Task details: Copy the records below word for word, from their first line through the line containing "point(42, 127)", including both ends, and leave the pictures out.

** START OF Data excerpts **

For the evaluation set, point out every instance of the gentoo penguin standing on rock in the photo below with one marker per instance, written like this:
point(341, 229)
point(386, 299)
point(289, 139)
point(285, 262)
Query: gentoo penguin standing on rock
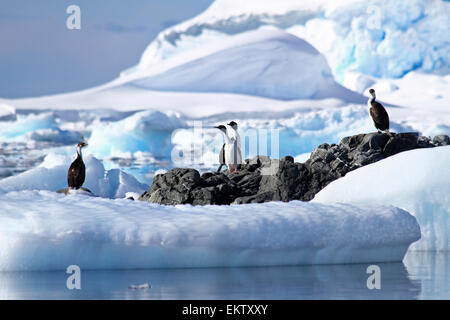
point(77, 170)
point(379, 115)
point(230, 155)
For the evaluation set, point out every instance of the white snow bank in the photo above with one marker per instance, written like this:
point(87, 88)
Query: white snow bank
point(143, 131)
point(52, 175)
point(417, 181)
point(7, 112)
point(48, 231)
point(266, 63)
point(375, 37)
point(42, 127)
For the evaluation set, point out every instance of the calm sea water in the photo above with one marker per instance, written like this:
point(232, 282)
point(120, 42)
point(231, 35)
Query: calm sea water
point(422, 275)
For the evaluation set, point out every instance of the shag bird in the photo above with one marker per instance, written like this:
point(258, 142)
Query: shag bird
point(379, 114)
point(230, 155)
point(77, 170)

** END OF Data excerpts **

Task result:
For the evaluation set, point out every instance of the gentoo penguin standing on rock in the photo below with one marker per instance, written like this:
point(341, 229)
point(386, 299)
point(289, 139)
point(285, 262)
Query: gentoo penguin standing on rock
point(77, 170)
point(379, 115)
point(230, 155)
For the evaluation set, point out every instance of the white snow bank in the photo above with one marker per instance, written like this:
point(87, 88)
Query: white snow bank
point(143, 131)
point(52, 175)
point(417, 181)
point(7, 112)
point(48, 231)
point(266, 63)
point(375, 37)
point(42, 127)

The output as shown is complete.